Li plus apert home en France
Li plus sot en Beretaigne
Li plus enquerant en Normendie :
Ou aliax, que querieax, dont veniax ?[6]

Les ethnotypes, ces stéréotypes associés à une région, sont souvent moqueurs et peuvent tenir de l’insulte, de l’observation, ou d’une combinaison des deux. J’ai pu en recueillir 105 pour 24 régions de la France d’aujourd’hui : c’est dire s’ils circulent dans tout le pays. Les productions artisanales évoquent la réalité économique du XIIIe siècle :

Rasooir de Guinguant
Crucefiz de Limoges[7].

CONSIGNES:
**1)** Selon l'extrait sur les ethnotypes régionaux, combien d'ethnotypes ont été recueillis, et pour combien de régions ?
**2)** Prolongez l'extrait sur les ethnotypes régionaux à partir de sa dernière ligne.
La liste ci-dessous constitue un matériau indépendant de l'extrait.

DONNÉES FOURNIES:
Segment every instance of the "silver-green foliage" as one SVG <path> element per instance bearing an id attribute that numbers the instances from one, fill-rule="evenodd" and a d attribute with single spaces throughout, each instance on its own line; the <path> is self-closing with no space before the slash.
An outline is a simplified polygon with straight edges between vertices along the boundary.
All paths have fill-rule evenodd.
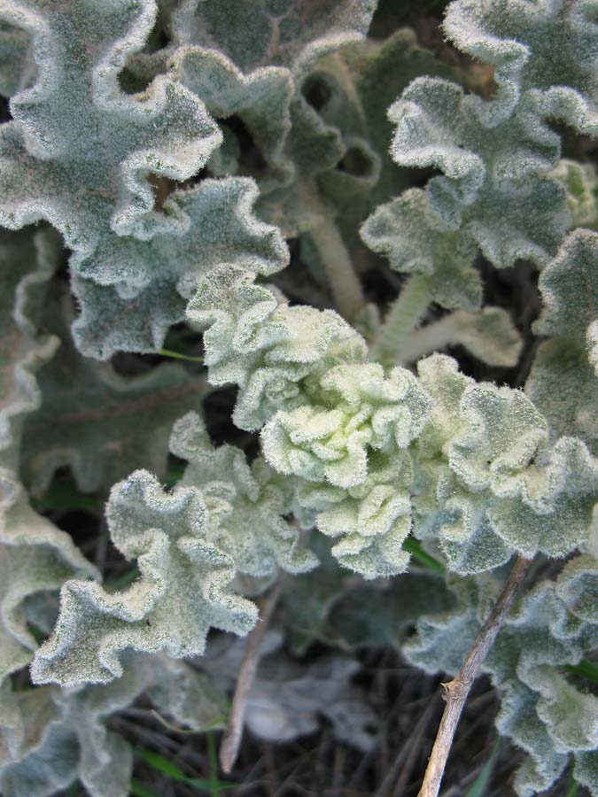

CORRIGÉ:
**1)** 105 ethnotypes, pour 24 régions de la France d'aujourd'hui.

**2)**
Les émaux limousins, crucifix émaillés, reliquaires, sont un artisanat de luxe bien connus à partir du XIIe siècle[8]. Les rasoirs, eux, sont bien mieux documentés en proverbe, mais ils n’ont pas laissé de trace dans les archives ; les historiens de Guingamp ne semblent pas les connaître[9]. Et pourtant ! Jusqu’au XVIe siècle, le rasoir de Guingamp sert de métaphore pour tout ce qui coupe bien : la langue des femmes, ou encore un bon vin, comme dans ce texte anglo-normand : « il… ret cum rasoure de Gyngamp qe ret mil moignes a un afilée, estencele cum carboun de chenvert, rampaunt cum esquirel du boys, beaux cum chevaler, pleisaunt cum dame, fort cum toure, descendant cum foudre »[10]. Je suppose que ce vin glisse dans le gosier comme un rasoir sur la joue - ou ici la tonsure… Après l’artisanat, la nourriture :

Pastés de Paris
Tripes de Saint Denis[11].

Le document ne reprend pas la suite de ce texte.